◆ **TASK GOAL**
Please print all of the records shown below, exactly as given.
------------------------------------
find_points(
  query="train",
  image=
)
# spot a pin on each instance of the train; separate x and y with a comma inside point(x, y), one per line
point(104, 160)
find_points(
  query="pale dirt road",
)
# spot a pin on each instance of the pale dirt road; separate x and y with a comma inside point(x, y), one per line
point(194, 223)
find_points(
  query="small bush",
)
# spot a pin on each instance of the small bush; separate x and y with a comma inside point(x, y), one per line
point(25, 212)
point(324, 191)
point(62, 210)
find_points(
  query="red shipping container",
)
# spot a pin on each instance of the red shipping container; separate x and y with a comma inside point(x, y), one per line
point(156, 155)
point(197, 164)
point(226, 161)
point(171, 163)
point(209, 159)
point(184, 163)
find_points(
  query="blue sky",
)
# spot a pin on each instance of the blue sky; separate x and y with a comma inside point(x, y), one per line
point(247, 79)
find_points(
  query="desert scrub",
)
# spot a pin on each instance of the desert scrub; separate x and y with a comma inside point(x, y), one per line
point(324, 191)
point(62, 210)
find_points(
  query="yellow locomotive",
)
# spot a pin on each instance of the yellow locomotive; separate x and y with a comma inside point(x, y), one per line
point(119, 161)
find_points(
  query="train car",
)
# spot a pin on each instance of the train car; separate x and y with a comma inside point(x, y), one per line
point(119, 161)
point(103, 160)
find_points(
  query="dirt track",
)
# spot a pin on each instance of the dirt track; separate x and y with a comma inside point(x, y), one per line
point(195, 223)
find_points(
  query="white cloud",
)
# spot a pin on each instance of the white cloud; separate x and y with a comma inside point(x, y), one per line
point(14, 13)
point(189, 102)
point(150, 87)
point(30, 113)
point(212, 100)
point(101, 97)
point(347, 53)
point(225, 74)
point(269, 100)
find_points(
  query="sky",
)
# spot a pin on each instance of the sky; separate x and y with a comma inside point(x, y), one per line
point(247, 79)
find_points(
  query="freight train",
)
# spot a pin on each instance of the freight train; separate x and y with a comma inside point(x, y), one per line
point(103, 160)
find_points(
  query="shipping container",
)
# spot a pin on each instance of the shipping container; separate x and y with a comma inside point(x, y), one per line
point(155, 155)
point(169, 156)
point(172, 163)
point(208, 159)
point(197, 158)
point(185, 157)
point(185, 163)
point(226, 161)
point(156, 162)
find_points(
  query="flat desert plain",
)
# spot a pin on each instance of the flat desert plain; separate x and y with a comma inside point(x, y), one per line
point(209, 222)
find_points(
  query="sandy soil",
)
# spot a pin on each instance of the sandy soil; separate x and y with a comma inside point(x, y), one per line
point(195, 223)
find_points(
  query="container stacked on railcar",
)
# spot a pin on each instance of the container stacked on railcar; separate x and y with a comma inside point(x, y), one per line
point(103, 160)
------------------------------------
◆ **YOUR RESPONSE**
find_points(
  query="train",
  image=
)
# spot a pin on each instance of the train; separate x and y with a comma inside point(x, y), one per line
point(104, 160)
find_points(
  query="pale dirt road",
)
# spot a pin on each instance of the pale dirt road; separate x and y with a comma inside point(x, y), one per line
point(194, 223)
find_points(
  query="small bush",
)
# spot a pin on each instance of the small bush; separate x and y with a comma inside point(x, y), one per line
point(25, 212)
point(324, 191)
point(62, 210)
find_points(
  query="red shipping container",
)
# spot a pin on each instance of the red shipping container; separate x and y with a comma inside point(x, y), one per line
point(156, 155)
point(197, 164)
point(226, 161)
point(171, 163)
point(209, 159)
point(184, 163)
find_points(
  query="blue sky",
)
# spot a pin on each instance of the blue sky; separate x and y with a comma inside point(x, y), one per line
point(247, 79)
find_points(
  query="desert scrub",
)
# spot a pin on each instance of the desert scrub; separate x and y with a comma inside point(x, y), one per line
point(324, 191)
point(62, 210)
find_points(
  query="yellow locomotive",
)
# spot a pin on each instance of the yellow locomotive; separate x and y with a comma inside point(x, y), one per line
point(119, 161)
find_points(
  query="train car",
)
# spot a pin on each instance of the train car; separate x and y with a comma inside point(x, y), one per line
point(119, 161)
point(103, 160)
find_points(
  query="dirt track",
)
# spot a pin on each instance of the dirt track; separate x and y with a comma inside point(x, y), one per line
point(195, 223)
find_points(
  query="white cloud",
)
# spot a pin on each instance of the white cloud; separate x and y with a comma inside point(x, y), one per line
point(14, 13)
point(189, 102)
point(150, 87)
point(30, 113)
point(212, 100)
point(101, 97)
point(347, 53)
point(225, 74)
point(269, 100)
find_points(
  query="sky",
)
# spot a pin on each instance of the sky; separate x and y with a comma inside point(x, y), one per line
point(247, 79)
find_points(
  query="freight train",
)
# spot a pin on each instance of the freight train; separate x and y with a comma inside point(x, y), one per line
point(103, 160)
find_points(
  query="shipping container",
)
# spot a pin on each instance of the shipping container; separate x and y with a comma inside point(x, y), one per line
point(155, 155)
point(169, 156)
point(172, 163)
point(208, 159)
point(197, 158)
point(185, 157)
point(185, 163)
point(226, 161)
point(156, 162)
find_points(
  query="flat desert plain",
)
# spot a pin on each instance of the flat desert plain; separate x and y with a comma inside point(x, y), one per line
point(209, 222)
find_points(
  query="sandy soil",
)
# spot a pin on each instance of the sandy soil; separate x and y with a comma inside point(x, y), one per line
point(195, 223)
find_points(
  query="container stacked on railcar",
)
# spot a pin on each instance of the container stacked on railcar; separate x and y with a comma inside point(x, y), one per line
point(103, 160)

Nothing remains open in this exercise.